▸ **Document segment**:
*-*-*

# Bitch absorbed puppies very late....PLEASE READ



## Benny1234 (Mar 25, 2014)

Hi,

Not so much looking for advice but thought I would post this info. I have had English bulldogs in the family for many years. We are not avid breeders so to speak but have had an occasional litter over the yeasts. My bitch who is 2.5 years old was mated successfully and confirmed at a scan at 6 weeks. Discussion with the vets and as previously aware, an elective ceserean was decided best for her. Now bare in mind she has been back and forth the vets for monitoring, pups felt moving by the vet last week. She went into vets yesterday for check and decided that was the day. 

Left her there came home awaiting the call. Vet called and said that he had some bad news. My heart was in my mouth, thought something was wrong with the bitch. He advised that she had been anaesthetised ready, upon inspection could only feel a small mass, decided to X-ray before operation, bitch is not pregnant. This baffled him as much as myself and my husband. He advised that he has never known a bitch to do this so late, she even had milk in her teats and her cervix had started to open. He believes that the mass which is left is what she could not break down herself and absorb. I have been given me antibiotics for the infection in the womb, which he advised will break down and clear, also phantom meds which basically tell the brain that there are no babies and to stop all symptoms. This even had my vet who was very experienced 2nd guessing his own judgement. I'm not bothered, just glad the bitch is ok. Has anyone heard of this before so late on? Bare in mind yesterday she was 62 days. Today was official due date.


----------



## Kyllobernese (Feb 5, 2008)

I don't know if this was the same thing but many years ago when we were breeding and showing our Scottish Terriers, we had a female that usually had six or seven pups. I was actually working for a Vet at the time and her due date came along, she looked as big as she usually did and when she started to whelp, she had one pup. I took her into the Vet as he was sure there must be more. He x-rayed her and sure enough no more pups. It never happened again with her or any of my other females. That was back before everyone had the Internet so that gives you an idea how long ago that was.


----------



## animalcraker (Nov 9, 2006)

Was a prior X-ray done to verify how many pups before you did the c-section? Were there ever any ultrasounds done to check for pups and fetal heart beats?


----------



## Kayota (Aug 14, 2009)

"My bitch who is 2.5 years old was mated successfully and confirmed at a scan at 6 weeks. " Not exactly sure what this means but it seems to be one or the other. Guessing ultrasound.

Also "decided to X-ray before operation".


----------



## Benny1234 (Mar 25, 2014)

Sorry if I wasn't clear. Ultrasound scan at 6 weeks confirmed live pups, definitely 2, poss 3 could be seen, anethetised ready for ceserean on Tuesday, when vet could only feel small mass, then x-rayed to be sure, no pups. Bloods were ran, organs clear, other showed infection. Vet advised mass must be the remains of what she could not absorb herself as it was so late into pregnancy, weird!&#55357;&#56881;


----------



## Fade (Feb 24, 2012)

I asked my boss about this cause I have never heard of this before I read it here! ( he is a vet of 45 years)

he said things like this do happen but he thought it seemed very late in the pregnancy and for so many puppies but weirder things have happened.


----------

*-*-*

▸ **What is required**:
In the forum thread, how many days along was the dog on the day she went to the vet for her check?

▸ **Stored data**:
*-*-*

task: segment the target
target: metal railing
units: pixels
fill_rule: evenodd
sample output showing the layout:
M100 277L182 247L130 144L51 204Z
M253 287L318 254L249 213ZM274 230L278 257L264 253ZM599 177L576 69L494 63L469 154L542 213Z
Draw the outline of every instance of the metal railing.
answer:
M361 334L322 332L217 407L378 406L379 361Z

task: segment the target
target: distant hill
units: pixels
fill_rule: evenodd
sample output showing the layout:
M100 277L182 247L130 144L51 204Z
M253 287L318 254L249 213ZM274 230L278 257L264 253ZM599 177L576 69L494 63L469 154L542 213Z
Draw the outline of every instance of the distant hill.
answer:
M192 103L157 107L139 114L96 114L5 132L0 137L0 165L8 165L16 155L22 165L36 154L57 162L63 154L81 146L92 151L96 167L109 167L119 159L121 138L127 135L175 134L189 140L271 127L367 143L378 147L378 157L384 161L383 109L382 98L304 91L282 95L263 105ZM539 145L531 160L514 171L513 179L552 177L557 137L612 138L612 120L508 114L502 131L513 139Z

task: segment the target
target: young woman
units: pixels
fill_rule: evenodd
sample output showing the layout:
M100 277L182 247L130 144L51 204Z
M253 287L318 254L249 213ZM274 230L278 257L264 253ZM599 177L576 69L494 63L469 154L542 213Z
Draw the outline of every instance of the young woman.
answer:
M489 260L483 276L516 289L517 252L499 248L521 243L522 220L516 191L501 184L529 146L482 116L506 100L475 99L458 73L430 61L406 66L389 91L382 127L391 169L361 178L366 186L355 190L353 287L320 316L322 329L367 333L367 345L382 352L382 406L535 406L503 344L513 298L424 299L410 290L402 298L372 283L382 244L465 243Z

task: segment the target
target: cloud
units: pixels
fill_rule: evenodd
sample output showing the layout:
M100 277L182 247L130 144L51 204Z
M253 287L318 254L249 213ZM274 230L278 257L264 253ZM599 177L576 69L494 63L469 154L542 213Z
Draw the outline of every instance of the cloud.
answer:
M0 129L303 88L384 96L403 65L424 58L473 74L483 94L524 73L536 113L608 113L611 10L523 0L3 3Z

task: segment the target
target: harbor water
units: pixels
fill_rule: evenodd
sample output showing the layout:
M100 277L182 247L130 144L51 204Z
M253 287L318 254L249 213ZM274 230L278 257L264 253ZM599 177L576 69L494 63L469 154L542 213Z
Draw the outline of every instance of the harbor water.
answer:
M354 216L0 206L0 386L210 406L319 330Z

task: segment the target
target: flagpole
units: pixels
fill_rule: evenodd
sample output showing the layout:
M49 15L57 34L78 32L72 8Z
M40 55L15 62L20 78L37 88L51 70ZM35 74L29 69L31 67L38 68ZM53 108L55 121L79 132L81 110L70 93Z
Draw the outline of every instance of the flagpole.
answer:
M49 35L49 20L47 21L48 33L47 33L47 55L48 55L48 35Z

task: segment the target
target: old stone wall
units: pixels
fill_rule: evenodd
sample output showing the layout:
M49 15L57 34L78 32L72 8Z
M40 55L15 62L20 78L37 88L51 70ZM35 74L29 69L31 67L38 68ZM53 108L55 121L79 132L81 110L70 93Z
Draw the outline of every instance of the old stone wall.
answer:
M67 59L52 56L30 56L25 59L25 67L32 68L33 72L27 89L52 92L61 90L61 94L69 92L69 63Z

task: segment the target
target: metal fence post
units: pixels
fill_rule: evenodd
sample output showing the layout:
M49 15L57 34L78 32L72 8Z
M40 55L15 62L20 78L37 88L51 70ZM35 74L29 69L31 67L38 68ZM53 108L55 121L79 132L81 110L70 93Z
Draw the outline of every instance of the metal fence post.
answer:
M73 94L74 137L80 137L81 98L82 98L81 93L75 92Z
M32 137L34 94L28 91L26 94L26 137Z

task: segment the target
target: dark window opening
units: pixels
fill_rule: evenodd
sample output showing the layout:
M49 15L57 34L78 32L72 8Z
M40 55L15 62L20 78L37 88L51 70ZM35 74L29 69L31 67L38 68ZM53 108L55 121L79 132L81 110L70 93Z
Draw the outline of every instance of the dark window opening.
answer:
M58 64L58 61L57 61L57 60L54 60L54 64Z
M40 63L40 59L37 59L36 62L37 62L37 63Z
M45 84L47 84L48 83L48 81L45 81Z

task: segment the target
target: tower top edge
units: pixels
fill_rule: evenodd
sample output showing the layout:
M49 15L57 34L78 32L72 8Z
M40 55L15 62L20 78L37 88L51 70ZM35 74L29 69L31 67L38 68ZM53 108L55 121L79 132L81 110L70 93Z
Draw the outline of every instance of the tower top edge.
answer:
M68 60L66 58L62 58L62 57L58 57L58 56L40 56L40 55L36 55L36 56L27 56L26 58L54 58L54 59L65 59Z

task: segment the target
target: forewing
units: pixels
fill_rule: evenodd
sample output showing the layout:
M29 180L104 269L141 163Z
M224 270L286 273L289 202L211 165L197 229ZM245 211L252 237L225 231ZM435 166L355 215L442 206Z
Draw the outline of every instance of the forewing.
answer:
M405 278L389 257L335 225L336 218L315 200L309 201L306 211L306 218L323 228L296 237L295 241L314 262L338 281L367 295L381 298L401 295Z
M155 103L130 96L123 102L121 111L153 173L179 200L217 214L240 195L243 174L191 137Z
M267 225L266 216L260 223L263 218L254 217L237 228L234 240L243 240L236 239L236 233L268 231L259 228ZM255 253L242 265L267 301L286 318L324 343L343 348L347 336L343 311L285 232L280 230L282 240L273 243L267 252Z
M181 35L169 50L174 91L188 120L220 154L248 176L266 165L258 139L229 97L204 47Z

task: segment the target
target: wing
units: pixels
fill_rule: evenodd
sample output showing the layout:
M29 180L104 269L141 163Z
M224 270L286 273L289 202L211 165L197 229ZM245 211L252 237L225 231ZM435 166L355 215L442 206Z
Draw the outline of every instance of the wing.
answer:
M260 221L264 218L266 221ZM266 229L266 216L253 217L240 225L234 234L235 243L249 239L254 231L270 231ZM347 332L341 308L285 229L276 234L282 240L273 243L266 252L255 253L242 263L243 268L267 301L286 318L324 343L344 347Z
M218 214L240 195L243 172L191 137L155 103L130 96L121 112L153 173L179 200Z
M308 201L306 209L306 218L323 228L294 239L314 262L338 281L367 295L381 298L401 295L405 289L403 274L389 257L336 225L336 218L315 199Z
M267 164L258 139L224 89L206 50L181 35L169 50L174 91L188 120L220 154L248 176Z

*-*-*

▸ **Answer to this task**:
62 days.